__GIVEN PASSAGE__
----

Newswise — New Haven, Conn. — Branding matters when it comes to choosing a hospital, according to a new novel study by Yale Cancer Center (YCC) researchers published in the journal Annals of Surgical Oncology.

After surveying more than 1,000 people about where to receive complex cancer surgery, 85% indicated they would travel one hour to be cared for at a top-ranked hospital specializing in cancer care, rather than stay at a local hospital that was not affiliated with any other hospitals. However, if their local hospital was affiliated with the top-ranked hospital, 31% of people changed their mind and preferred to stay local, suggesting they believed that affiliation with a top-ranked hospital meant that both hospitals (the top-ranked hospital and the affiliate hospitals) offer similar care. To this point, 50% of people indicated that the safety and quality of care was identical at top-ranked hospitals and their affiliate hospitals. 

But researchers said these perceptions are problematic. The issue is that while many respondents say they assume the care, safety, and outcomes they would experience at the affiliated local hospital would be the same as at the brand name cancer center, there are no facts that say this is true.

“There is no evidence that the care is the same, and no regulation that governs the advertising and marketing of these affiliations,” said the study’s senior author, Daniel J. Boffa, M.D., professor of surgery (thoracic surgery), program leader of the Thoracic Oncology Program at Smilow Cancer Hospital at Yale Cancer Center, and investigator at Yale’s Cancer Outcomes, Public Policy, and Effectiveness Research Center (COPPER).

The researchers sought to investigate the impact of brand-sharing by surveying, via the web, 1,010 nationally representative adults. Respondents were asked to indicate their hospital preference for complex cancer surgery between the larger top-ranked hospital and a smaller hospital, first in the absence of an affiliation and then in the presence of an affiliation between the two hospitals. When asked to compare leading cancer hospitals and their smaller affiliates:

  • 47 percent of respondents felt that surgical safety, 66 percent felt that guideline compliance, and 53 percent felt cure rates would be the same at both hospitals.
  • Overall, 47 percent of respondents believed that the surgical care at a top-ranked hospital and its affiliates would be the same across all four safety features (rate of complications, readmissions rate, length of stay and postoperative mortality rate).
  • Overall, 44 percent of respondents thought the affiliated hospital would be equivalent in surgical quality standards, including surgical cure rate.

“It is completely understandable that the public would make assumptions that hospitals advertising the same name offer the same care. Some hospital advertising could be even be interpreted as encouraging this line of thinking,” he said. “The truth is that we do not yet know if care received at an affiliated hospital is the same as care at the brand name center, whether that is for complex cancer care or other procedures. Currently hospitals are free to share their brand with almost any hospital they choose. The hospitals are not required to inform patients of any differences in the quality or safety of care provided by the different hospitals within a network.  This study suggests that the public is making assumptions in care equality that are potentially influencing their choice for hospital care.”

----

[Entries from a data source]
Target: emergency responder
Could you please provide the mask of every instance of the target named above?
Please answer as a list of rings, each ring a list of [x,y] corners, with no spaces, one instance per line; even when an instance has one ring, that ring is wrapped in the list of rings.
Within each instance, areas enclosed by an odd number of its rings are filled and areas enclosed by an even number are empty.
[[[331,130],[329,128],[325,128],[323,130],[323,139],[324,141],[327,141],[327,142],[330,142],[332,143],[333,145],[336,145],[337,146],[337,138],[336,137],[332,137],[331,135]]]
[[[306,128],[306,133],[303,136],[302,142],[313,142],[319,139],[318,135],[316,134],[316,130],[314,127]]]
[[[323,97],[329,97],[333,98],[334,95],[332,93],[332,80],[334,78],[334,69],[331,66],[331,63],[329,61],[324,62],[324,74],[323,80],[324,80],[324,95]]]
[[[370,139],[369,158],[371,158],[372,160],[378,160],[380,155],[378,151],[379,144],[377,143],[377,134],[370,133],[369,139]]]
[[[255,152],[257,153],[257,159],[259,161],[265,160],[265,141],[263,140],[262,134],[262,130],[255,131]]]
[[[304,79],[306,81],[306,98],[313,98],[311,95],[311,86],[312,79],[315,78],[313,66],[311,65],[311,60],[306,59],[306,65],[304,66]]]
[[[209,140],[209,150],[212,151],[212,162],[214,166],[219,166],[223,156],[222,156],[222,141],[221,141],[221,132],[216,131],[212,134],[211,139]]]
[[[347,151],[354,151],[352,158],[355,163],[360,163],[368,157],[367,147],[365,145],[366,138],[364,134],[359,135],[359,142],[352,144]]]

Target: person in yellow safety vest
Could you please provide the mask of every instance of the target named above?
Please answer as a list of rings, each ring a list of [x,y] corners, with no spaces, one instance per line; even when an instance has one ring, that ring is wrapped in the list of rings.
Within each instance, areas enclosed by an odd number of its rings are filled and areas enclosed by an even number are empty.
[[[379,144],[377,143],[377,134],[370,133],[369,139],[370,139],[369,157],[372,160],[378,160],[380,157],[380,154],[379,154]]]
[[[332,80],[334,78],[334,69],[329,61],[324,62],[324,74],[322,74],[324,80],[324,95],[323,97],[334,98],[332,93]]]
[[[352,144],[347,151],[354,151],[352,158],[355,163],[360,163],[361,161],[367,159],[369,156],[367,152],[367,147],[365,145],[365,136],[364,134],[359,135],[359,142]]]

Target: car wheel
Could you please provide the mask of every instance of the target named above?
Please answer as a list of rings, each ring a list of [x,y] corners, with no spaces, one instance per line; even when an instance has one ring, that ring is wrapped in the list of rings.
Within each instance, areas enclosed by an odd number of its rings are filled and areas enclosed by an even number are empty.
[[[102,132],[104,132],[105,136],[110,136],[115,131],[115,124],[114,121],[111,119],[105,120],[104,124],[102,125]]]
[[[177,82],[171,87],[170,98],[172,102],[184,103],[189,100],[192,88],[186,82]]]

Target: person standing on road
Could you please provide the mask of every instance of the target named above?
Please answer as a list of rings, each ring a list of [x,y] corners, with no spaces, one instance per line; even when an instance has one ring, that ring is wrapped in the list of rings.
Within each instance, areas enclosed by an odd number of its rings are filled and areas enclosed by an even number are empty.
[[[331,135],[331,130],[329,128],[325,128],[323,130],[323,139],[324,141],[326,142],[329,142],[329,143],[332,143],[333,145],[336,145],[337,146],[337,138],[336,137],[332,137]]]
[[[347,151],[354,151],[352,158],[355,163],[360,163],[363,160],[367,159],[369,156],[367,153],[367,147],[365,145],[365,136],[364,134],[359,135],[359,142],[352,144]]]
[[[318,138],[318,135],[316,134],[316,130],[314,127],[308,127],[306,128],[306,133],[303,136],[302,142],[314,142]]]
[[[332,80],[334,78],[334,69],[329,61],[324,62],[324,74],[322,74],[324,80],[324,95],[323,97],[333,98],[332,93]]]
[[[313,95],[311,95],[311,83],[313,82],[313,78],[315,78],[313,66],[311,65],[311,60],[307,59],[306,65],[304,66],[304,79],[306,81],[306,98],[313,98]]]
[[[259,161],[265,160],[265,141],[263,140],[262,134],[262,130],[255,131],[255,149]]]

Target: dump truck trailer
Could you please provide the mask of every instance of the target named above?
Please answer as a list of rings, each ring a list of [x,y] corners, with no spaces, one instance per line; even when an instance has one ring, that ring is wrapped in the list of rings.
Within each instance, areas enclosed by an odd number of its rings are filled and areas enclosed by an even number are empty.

----

__WORK TASK A__
In the hospital branding article, what share of survey respondents said they would travel one hour to a top-ranked cancer hospital instead of staying at an unaffiliated local hospital?
__WORK TASK B__
Carry the hospital branding article forward from the end of its final paragraph.
The entries are material separate from the hospital branding article.

__REPLY A__
85% of respondents.

__REPLY B__
This confusion about the quality of care in networked hospitals matters because hospitals across the nation are rapidly pairing up together into health care systems, many of which are centered on a prominent hospital whose brand is shared throughout the network. If the care is not equitable, patients may make choices that affect their lives, Boffa added.

“I see these findings as a wake-up call to the medical community to investigate if there are important differences in care between affiliated hospitals and their mother ship, as well as a wake-up call to name brand medical centers to take ownership for outcomes at hospitals that share their names,” he said.

Patients should have access to quality-of-care data in order to make informed decisions, the researchers say.

“What is known is that the issue of where to receive complex cancer care is seen as crucial to patient outcome,” Boffa said. “Studies have found that the quality and safety of such complex cancer care is particularly prone to outcome variability across hospitals, and the risk of dying after an operation can be up to four times greater at hospitals that perform procedures infrequently. Yet other data suggests that, in general, outcomes at top-ranked hospitals can vary widely, and are not always superior to non-ranked hospitals.”

 “To our knowledge, this is the first survey to focus on the difference in the public’s perception of care between these two environments, but it is likely that affiliation status and co-branding has already impacted the distribution of patients across the healthcare spectrum,” Boffa said. “The development of affiliations could, potentially, bring cancer expertise closer to patients— but without facts that is just a theory.”

Other study co-authors from Yale: Alexander S. Chin, M.D, M.P.H., Benjamin Resio, M.D., Andres F. Monsalve, M.D., Jessica R. Hoag, Ph.D., Justin D. Blasberg, M.D., Lawrence Brown, M.P.H., Audrey Omar and Marney A. White, Ph.D.

About Yale Cancer Center Yale Cancer Center (YCC) is one of only 49 National Cancer Institute (NCI-designated comprehensive cancer) centers in the nation and the only such center in southern New England. Comprehensive cancer centers play a vital role in the advancement of the NCI’s goal of reducing morbidity and mortality from cancer through scientific research, cancer prevention, and innovative cancer treatment.